Morte e mistero nella Brianza anni '80

Scritto il 27/07/2025
da Paolo Bianchi

Dacci oggi il nostro omicidio quotidiano. La morte violenta entra nelle nostre vite di spettatori, il più delle volte perché ce la andiamo a cercare.

Non si spiegherebbe sennò il successo di trasmissioni tv, podcast e narrativa di genere dove c'è sempre da discutere su chi sia stato ad assassinare qualcun altro, e soprattutto perché. Il romanzo di Michele Brambilla, Non è successo niente di grave (Baldini & Castoldi, pagg. 180, euro 19) contiene in effetti un delitto, un'indagine e la sua soluzione. Ma non può essere incasellato semplicemente nella definizione di genere giallo o noir, per via di una componente autobiografica molto rilevante e intrecciata alla finzione tanto da non esserne facilmente districabile (solo alla fine l'autore fornisce una guida distintiva). È invece anche un romanzo di formazione, nello specifico della forgiatura di un cronista giovanissimo alle prese con un fatto che deve riuscire, se non a risolvere, perlomeno a raccontare prima e possibilmente meglio degli altri.

• _CONSEGNA A_
Qual è il titolo del romanzo di cui parla il testo sul libro di Michele Brambilla?
• _CONSEGNA B_
Prosegui per favore il testo sul libro di Michele Brambilla a partire dalla sua ultima frase.

• _MATERIALE MOSTRATO_
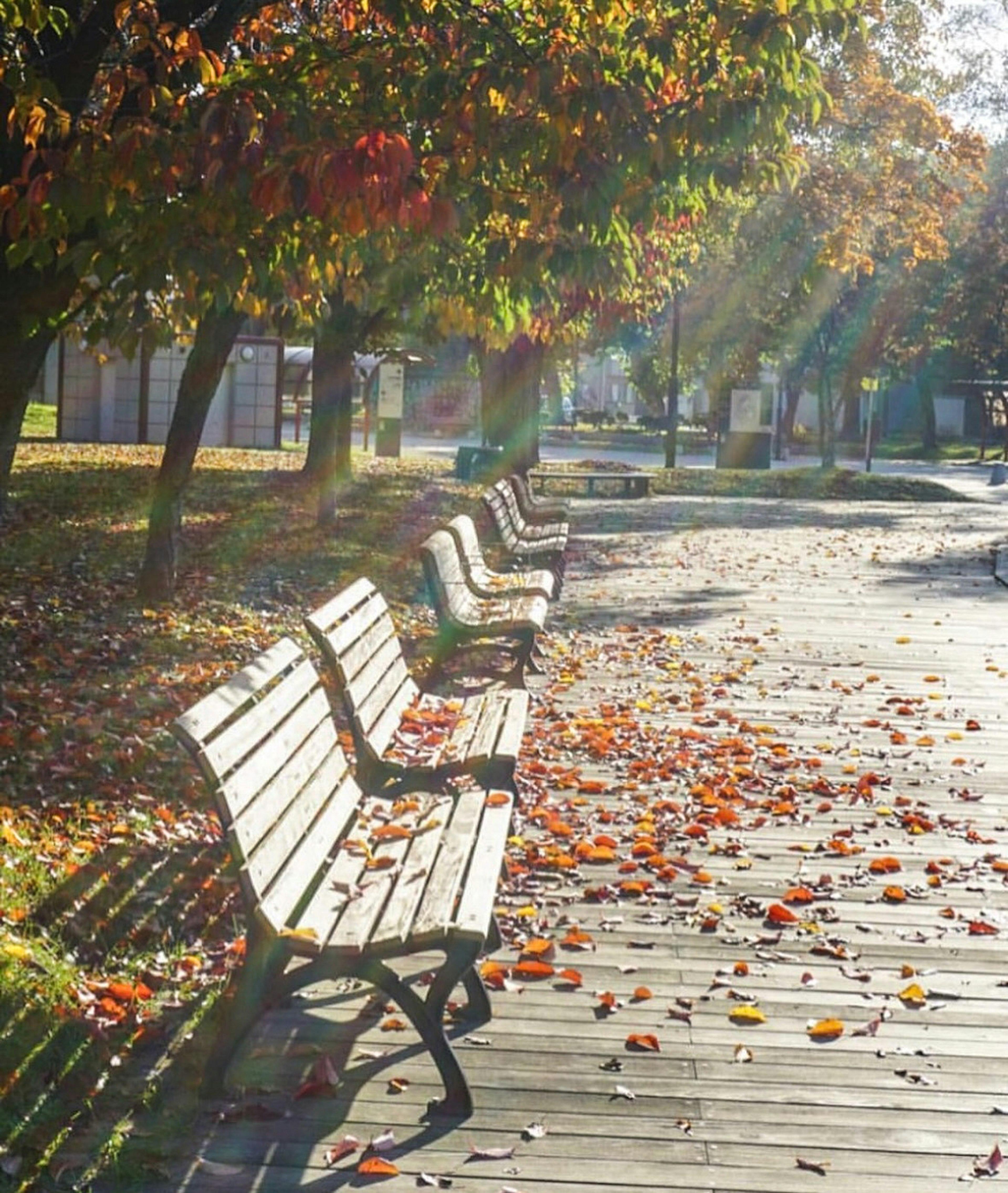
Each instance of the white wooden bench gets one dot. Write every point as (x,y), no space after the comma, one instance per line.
(627,485)
(525,545)
(404,738)
(324,887)
(485,580)
(509,622)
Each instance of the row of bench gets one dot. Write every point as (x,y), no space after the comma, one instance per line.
(344,870)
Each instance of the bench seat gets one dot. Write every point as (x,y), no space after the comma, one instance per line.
(628,485)
(340,882)
(525,545)
(487,583)
(405,738)
(509,621)
(537,509)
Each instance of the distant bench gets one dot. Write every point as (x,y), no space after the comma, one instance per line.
(628,485)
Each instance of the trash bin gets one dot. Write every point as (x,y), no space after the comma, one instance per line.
(478,463)
(745,449)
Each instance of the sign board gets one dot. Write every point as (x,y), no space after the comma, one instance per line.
(391,389)
(752,410)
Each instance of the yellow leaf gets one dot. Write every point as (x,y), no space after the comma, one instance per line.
(914,995)
(747,1016)
(826,1030)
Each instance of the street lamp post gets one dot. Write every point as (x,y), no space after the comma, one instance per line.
(870,385)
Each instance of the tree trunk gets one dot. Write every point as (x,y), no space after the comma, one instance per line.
(510,383)
(827,422)
(32,306)
(792,395)
(327,463)
(215,334)
(21,361)
(928,419)
(672,412)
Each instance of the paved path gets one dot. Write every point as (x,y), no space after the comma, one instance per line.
(802,710)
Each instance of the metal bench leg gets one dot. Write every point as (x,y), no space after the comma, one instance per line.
(460,967)
(263,968)
(459,1100)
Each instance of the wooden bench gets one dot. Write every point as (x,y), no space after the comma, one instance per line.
(487,583)
(524,543)
(535,509)
(405,739)
(334,881)
(628,485)
(510,622)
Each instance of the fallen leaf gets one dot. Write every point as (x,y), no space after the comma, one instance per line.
(349,1144)
(826,1030)
(991,1166)
(375,1166)
(490,1153)
(913,995)
(214,1168)
(643,1043)
(813,1166)
(747,1016)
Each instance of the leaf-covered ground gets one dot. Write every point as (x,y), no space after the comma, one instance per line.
(116,919)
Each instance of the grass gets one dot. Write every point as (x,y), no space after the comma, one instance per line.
(40,422)
(117,918)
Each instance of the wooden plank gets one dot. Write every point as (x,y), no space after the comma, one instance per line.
(268,765)
(260,722)
(305,863)
(479,893)
(397,922)
(206,718)
(437,911)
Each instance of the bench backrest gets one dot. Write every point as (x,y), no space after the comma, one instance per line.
(504,521)
(463,531)
(447,580)
(357,637)
(266,745)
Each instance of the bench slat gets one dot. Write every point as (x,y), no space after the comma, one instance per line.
(437,911)
(262,721)
(357,923)
(206,718)
(389,687)
(272,828)
(306,868)
(397,922)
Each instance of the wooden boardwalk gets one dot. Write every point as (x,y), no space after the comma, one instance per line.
(776,696)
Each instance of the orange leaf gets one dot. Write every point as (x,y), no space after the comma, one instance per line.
(643,1043)
(981,929)
(826,1030)
(913,995)
(601,854)
(374,1166)
(538,946)
(534,969)
(886,865)
(392,833)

• _RISPOSTA A_
Non è successo niente di grave.

• _RISPOSTA B_
Il fatto è questo. Anno 1980, 7 marzo, Besana Brianza: Caterina Besozzi, 34 anni, medico di base, celibe, viene trovata morta in casa propria dal fratello che era ospite a cena da lei ogni settimana. Le indagini fanno capo a un placido maresciallo dei carabinieri e a un poco malleabile sostituto procuratore della Repubblica. Giornalista di lungo corso, Brambilla percorre però soprattutto un viaggio nella memoria, intriso di nostalgia per un periodo della vita che quasi sempre, superata la soglia di una certa età, riguardiamo attraverso filtri che ce lo raddolciscono. "Non permetterò a nessuno di dire che è l'età più bella della vita", sosteneva Paul Nizan in uno degli incipit più celebri del Novecento. Difficile pensare che Brambilla sia d'accordo. Il reporter del Corriere d'Informazione, giornale del pomeriggio, attraversa le livide albe della periferia milanese in compagnia del collega Beppe, comunista ortodosso de L'Unità. I due formano un sodalizio professionale e umano muovendosi, tra tentativi goffi e intuizioni brillanti, sul terreno e nel sottobosco della caccia al colpevole.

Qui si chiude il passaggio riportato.